Q: Thank you for taking the time to chat with Roots Magazine. We wanted to talk with you about your new album out now “The Notorious Burrito Brothers.”

A: Thank you for asking me to do this. I’m flattered and happy to take part. Right now “The Notorious Burrito Brothers” is my favorite subject. We are proud of it. I honestly regard it as the finest album I’ve ever done in my long musical career. It came out exactly as we hoped. I wouldn’t change a note or lyric anywhere in it.

Q: It’s a great sounding record. Can you tell us a little about your style and process with this album?

A: We started conceptualizing the album in early 2019. I suggested to the other guys in the band, Tony Paoletta, Bob Hatter and Peter Young, that we ought to do a new album that year because it marked the 50th anniversary of the original Flying Burrito Bros. “Gilded palace of Sin” debut LP. They jumped on the idea. We started by getting together to write and choose songs that we intended to record. We had some that had been written in previous years that we knew we wanted to do. We also had new ideas that we were excited about completing.

The process was to demo, at least make a rough recording of, everything we intended to do before we went to Alchematic Studio (Mark Richardson’s place in Franklin, TN). In many cases we demoed a song more than once as we improved it. This way we weren’t wasting time when it came to recording masters. That is not to say there isn’t some nice breathing room at the studio. We are always into exploration. But we did have the songs well mapped out. Everything proceeded more smoothly and efficiently than any prior project I’ve been in on.

“Bring It” was the result of our desire to have an opening number. It’s a greeting for listeners to “come on in” and join the party. It is also intended as a show opener. It’s a friendly invitation to have some fun with us. Bob came up with a strong guitar riff hook for it.

“Wheels Of Fire” is the finale. It incorporates themes and lyric references from other songs of the album as well as references to many cool things in music history. That one was probably demoed half a dozen times. It went through many phases of tweaking.

We put a lot of thought into the pacing, the song order. We even included a ten minute suite, “Love Is A River”. The album is a fully realized concept album. It’s meant to be heard as a continuous piece from start to finish. “The Notorious Burrito Brothers” is an album, not just a collection of songs.

Of course another aspect of this process is the fact that working with virtuoso musicians makes it go smoothly. Tony, Bob and Pete are highest level players. They are in constant demand for sessions in Nashville.

Q: How does this album differ from the others?

Records from a collection
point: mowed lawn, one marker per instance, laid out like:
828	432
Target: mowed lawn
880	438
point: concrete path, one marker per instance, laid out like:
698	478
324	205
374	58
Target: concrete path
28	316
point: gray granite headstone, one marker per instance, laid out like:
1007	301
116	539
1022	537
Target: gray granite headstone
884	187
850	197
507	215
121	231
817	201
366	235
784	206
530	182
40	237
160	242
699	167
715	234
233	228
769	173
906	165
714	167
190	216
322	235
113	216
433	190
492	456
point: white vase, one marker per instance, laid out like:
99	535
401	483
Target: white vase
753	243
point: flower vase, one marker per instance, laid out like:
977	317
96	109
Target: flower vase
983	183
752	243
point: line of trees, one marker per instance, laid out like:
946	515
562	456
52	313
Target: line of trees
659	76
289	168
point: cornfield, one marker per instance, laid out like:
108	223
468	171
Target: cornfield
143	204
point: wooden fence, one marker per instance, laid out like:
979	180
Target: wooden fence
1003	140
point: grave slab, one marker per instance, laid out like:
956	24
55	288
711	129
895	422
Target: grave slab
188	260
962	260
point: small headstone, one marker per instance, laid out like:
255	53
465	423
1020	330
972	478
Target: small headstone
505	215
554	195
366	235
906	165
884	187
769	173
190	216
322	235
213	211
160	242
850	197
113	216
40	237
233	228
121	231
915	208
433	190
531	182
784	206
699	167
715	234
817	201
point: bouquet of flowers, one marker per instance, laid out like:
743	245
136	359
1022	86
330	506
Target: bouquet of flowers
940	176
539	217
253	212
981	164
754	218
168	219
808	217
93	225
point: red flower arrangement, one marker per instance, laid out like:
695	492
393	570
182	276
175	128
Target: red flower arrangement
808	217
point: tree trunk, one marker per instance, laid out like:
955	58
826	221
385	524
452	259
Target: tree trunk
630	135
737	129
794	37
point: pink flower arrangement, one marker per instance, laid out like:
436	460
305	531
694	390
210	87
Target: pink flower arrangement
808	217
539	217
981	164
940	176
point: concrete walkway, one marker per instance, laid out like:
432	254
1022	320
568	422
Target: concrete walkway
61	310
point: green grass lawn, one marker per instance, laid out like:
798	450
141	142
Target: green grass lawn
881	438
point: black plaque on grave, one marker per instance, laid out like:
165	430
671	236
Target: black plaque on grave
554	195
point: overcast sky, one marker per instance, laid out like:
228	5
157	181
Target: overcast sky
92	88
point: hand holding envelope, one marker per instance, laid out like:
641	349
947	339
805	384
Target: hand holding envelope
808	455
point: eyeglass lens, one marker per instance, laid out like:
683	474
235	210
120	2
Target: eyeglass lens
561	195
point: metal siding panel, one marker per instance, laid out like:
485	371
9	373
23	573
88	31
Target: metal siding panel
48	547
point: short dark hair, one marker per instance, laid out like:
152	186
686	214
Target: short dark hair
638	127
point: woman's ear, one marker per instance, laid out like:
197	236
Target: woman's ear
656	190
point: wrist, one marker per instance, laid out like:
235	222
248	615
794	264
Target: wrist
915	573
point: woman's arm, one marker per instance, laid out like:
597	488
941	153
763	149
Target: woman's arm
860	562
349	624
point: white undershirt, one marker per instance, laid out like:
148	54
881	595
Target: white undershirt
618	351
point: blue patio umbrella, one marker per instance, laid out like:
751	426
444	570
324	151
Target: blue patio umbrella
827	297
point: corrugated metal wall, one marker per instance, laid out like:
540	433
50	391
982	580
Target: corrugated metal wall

> [PROBLEM SET]
[A] Answer these questions from the interview about the album.
(i) In what year did the band start conceptualizing the album?
(ii) In what town is Alchematic Studio?
(iii) What is the title of the ten minute suite on the album?
[B] Reproduce word for word the part of the interview from "We put a lot" up to and including "from the others?".

> [ANSWERS BY ITEM NUMBER]
[A]
(i) 2019
(ii) Franklin, TN
(iii) "Love Is A River"

[B]
We put a lot of thought into the pacing, the song order. We even included a ten minute suite, “Love Is A River”. The album is a fully realized concept album. It’s meant to be heard as a continuous piece from start to finish. “The Notorious Burrito Brothers” is an album, not just a collection of songs.

Of course another aspect of this process is the fact that working with virtuoso musicians makes it go smoothly. Tony, Bob and Pete are highest level players. They are in constant demand for sessions in Nashville.

Q: How does this album differ from the others?